Então esta é uma realidade que o próprio indivíduo estará criando para si e depende do nível de comprometimento com o desequilíbrio que o próprio está estabelecendo, e isso não tem de fato relação direta com a noção de moralidade estabelecida. Aqui entramos nos resultados de ação e reação, lei das afinidades.
- Então o que foi dito inicialmente parece que está desconstruído agora, meu Pai!
- De maneira alguma, uma situação é o indivíduo que tem uma ou outra dificuldade comportamental que só atinge a si mesmo, mas que ainda luta por se manter vinculado ao trabalho espiritual, reconhecendo suas fraquezas e limitações e que sinceramente mantém consigo a consciência de que precisa se superar, reverter o padrão equivocado e que conta com nosso apoio para tanto.
Outra situação é o indivíduo que se deleita no desvio comportamental, que articula suas sandices e se mantém assim por puro egocentrismo e vício, causando dor e mal ao seu redor, não se compadece com seu próprio infortúnio e fecha-se às possibilidades de conceber seus próprios erros e fraquezas.
Uma coisa é nós insistirmos com quem definitivamente rompe com nossa parceria e propósito e outra coisa é rompermos com aquele que é humanamente frágil mas diariamente antes de dormir se lembra de seus erros, sofre e procura de alguma forma, ainda que lentamente, ir mudando seu padrão.
- Não posso tornar isto público, vão distorcer estas palavras…
- Seu dever, meu filho é tornar público e a capacidade de compreensão fica a cargo de cada qual, esta não é sua responsabilidade.
- Entendo…
- Para encerrarmos apenas estamos querendo lhe mostrar que do lado de cá o julgamento moral de vocês encarnados quase nunca se encaixa. Por exemplo: não é porque uma pessoa se envolve numa determinada situação ilícita, ou mesmo desleal, que este está fadado a “queimar no inferno”. Agora, a insistência, o prazer no erro poderá sim manter o “caldeirão fervente”.
· · · · ·
No bloco de texto acima, o parágrafo que começa com "Outra situação é o indivíduo" descreve esse indivíduo. Por favor, liste na ordem do texto, com as palavras dele, todas as ações e atitudes que esse parágrafo lhe atribui.
· · · · ·
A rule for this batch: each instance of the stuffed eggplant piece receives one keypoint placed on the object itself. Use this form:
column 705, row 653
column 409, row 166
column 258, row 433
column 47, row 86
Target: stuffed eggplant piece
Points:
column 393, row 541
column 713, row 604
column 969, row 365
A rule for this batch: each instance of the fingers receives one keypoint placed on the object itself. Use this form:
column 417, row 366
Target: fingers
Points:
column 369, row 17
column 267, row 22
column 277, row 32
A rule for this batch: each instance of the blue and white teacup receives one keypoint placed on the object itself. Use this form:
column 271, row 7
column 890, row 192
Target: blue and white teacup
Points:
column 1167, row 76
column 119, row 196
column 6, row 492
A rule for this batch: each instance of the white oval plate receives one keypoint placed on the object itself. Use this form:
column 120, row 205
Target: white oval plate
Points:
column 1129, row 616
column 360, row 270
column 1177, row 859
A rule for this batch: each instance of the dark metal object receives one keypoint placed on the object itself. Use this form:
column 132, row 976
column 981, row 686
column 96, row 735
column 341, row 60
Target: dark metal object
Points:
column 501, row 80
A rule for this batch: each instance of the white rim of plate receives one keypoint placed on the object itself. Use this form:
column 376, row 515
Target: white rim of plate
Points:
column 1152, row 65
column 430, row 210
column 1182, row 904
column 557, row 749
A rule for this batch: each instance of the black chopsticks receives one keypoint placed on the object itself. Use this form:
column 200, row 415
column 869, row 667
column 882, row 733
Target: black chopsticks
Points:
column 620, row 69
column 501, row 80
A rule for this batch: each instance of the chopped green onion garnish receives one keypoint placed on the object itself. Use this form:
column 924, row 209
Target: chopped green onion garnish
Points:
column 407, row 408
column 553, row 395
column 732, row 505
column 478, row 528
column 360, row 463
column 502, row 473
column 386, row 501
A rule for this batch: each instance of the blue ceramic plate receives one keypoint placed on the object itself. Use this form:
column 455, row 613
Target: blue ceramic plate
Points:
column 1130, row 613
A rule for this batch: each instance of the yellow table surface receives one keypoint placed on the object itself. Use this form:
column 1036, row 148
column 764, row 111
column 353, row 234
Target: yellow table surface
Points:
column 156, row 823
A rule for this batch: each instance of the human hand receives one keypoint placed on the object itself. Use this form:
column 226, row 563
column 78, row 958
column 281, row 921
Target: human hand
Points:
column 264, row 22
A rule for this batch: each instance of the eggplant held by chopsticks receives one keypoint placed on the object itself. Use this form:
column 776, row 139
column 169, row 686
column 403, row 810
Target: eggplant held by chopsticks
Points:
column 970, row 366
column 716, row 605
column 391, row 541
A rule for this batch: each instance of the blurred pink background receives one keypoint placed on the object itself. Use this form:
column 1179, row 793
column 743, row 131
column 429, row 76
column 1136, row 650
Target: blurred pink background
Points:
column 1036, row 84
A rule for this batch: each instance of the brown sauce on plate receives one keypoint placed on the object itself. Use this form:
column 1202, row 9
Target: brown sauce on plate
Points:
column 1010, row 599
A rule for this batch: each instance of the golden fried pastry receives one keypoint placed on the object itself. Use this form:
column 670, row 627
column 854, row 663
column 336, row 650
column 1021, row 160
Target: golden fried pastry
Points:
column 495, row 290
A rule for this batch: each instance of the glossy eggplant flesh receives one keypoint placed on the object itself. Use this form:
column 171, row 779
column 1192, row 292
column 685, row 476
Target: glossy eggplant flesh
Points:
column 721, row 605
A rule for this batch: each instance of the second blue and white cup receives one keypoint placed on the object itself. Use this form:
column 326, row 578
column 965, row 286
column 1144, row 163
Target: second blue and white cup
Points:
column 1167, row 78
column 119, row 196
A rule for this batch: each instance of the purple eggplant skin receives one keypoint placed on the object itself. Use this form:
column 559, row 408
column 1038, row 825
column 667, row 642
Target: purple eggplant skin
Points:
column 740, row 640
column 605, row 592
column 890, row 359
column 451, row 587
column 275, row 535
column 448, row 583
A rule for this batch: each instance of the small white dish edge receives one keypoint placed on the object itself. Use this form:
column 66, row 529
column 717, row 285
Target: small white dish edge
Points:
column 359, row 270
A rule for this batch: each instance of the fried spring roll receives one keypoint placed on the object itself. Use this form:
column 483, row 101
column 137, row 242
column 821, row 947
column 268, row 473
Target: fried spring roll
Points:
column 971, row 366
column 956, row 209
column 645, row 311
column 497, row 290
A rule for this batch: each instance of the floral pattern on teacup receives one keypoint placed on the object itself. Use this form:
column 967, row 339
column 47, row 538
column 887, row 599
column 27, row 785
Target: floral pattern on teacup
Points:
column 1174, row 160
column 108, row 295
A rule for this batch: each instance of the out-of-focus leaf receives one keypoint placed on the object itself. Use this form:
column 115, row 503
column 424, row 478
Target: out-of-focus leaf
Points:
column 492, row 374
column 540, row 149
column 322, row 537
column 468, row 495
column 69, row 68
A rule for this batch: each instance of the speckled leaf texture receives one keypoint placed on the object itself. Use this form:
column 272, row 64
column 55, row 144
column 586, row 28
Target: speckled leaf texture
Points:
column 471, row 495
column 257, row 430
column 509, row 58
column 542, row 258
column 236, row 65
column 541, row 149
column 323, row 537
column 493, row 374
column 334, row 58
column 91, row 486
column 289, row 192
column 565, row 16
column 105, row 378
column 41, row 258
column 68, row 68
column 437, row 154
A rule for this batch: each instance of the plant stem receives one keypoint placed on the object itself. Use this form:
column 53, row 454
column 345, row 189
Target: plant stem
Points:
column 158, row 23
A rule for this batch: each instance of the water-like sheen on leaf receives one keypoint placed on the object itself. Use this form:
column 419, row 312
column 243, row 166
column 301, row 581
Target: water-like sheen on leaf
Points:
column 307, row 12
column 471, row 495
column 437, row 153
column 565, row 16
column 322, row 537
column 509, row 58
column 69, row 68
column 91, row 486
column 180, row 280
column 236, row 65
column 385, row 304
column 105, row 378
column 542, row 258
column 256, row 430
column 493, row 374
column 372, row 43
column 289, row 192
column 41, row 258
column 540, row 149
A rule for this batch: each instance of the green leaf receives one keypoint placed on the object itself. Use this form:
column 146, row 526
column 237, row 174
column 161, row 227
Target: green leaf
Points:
· · · · ·
▶ **Resposta abaixo**
1. se deleita no desvio comportamental
2. articula suas sandices
3. se mantém assim por puro egocentrismo e vício
4. causando dor e mal ao seu redor
5. não se compadece com seu próprio infortúnio
6. fecha-se às possibilidades de conceber seus próprios erros e fraquezas